■ **Task to complete**
State how many lines in the entries below contain the string "water". Give only the number.

■ **Records for the task**
+-------+
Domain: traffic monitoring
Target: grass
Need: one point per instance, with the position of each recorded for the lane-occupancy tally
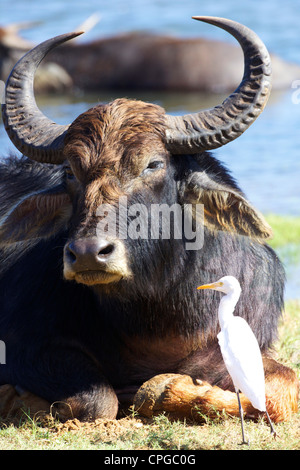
(135, 433)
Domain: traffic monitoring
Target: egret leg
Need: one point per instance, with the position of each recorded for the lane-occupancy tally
(242, 419)
(271, 425)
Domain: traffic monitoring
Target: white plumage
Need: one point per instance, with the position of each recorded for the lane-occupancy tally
(239, 348)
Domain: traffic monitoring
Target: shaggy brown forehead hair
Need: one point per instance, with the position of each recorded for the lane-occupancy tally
(107, 139)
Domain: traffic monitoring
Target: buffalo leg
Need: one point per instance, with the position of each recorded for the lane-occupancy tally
(71, 382)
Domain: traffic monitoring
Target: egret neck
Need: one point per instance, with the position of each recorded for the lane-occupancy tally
(227, 306)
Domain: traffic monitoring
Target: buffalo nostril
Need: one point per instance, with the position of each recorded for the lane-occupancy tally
(106, 250)
(70, 253)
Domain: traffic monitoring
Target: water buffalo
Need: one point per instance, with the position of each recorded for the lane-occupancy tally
(87, 316)
(140, 61)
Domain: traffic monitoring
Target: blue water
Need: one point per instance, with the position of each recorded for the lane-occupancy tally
(266, 159)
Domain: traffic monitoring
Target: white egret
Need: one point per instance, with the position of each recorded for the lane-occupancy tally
(240, 349)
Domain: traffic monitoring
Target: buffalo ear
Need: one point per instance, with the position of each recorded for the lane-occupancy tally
(225, 208)
(36, 216)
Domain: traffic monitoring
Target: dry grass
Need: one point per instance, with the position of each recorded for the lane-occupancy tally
(136, 433)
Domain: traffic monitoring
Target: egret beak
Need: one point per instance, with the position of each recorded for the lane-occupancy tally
(211, 286)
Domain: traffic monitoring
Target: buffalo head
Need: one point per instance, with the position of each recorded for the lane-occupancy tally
(133, 151)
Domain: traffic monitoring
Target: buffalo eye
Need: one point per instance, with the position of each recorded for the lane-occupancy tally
(69, 174)
(154, 165)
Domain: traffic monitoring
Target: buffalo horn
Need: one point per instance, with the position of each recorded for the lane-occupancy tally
(212, 128)
(29, 129)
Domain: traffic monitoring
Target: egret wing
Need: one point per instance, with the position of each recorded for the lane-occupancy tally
(243, 360)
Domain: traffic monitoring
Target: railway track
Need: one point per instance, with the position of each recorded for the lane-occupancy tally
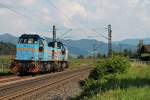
+-------+
■ **Worked solution**
2